- Goal of the exercise:
Tally the rows below that contain the string "blazer", treating uppercase and lowercase letters as different, and reply with that number alone.

- Data supplied:
========================================================================

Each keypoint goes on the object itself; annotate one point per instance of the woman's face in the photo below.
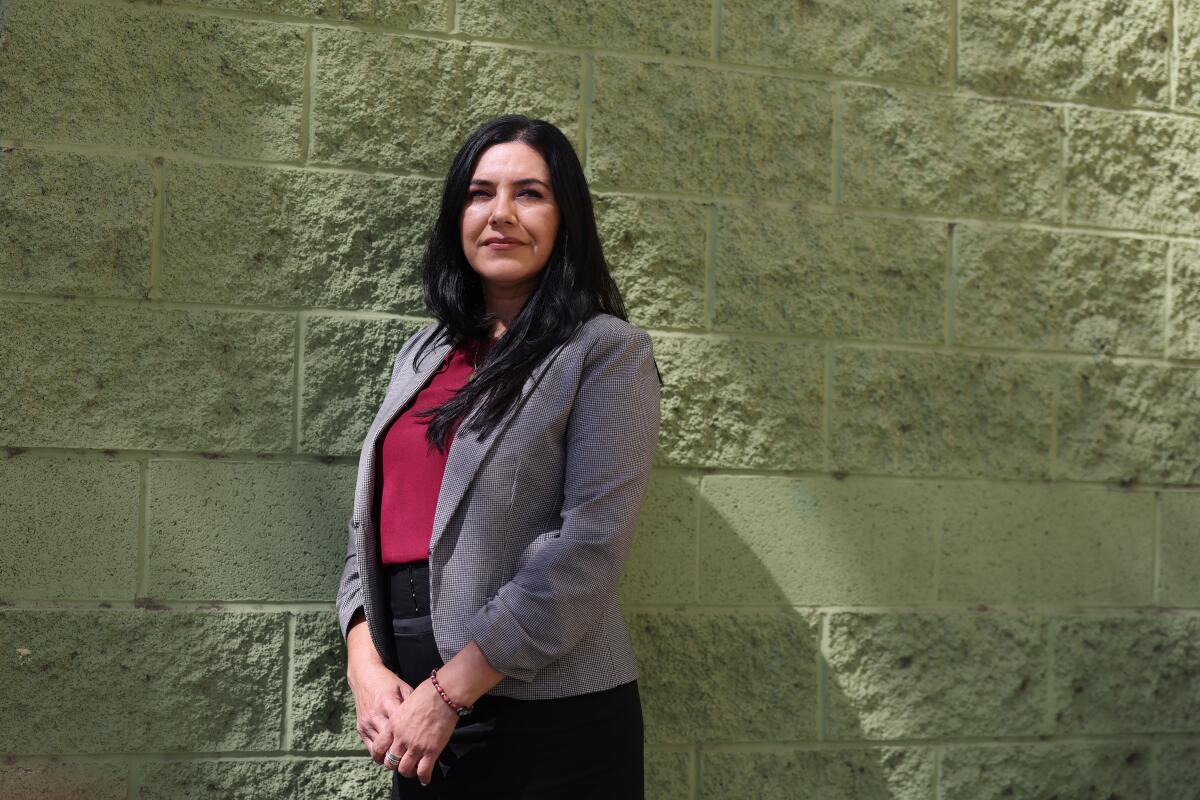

========================================================================

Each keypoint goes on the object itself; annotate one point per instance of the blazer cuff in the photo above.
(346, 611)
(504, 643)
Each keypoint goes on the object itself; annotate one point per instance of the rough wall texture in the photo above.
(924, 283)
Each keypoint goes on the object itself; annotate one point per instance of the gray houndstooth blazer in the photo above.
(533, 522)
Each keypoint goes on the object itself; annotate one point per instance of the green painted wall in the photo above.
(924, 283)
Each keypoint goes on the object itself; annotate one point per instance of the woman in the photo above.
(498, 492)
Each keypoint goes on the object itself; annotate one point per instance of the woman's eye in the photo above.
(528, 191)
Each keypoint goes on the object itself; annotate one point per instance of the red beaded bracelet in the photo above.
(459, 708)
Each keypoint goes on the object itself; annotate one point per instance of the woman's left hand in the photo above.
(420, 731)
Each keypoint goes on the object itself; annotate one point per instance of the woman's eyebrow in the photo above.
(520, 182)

========================================================================

- Solution for this problem:
2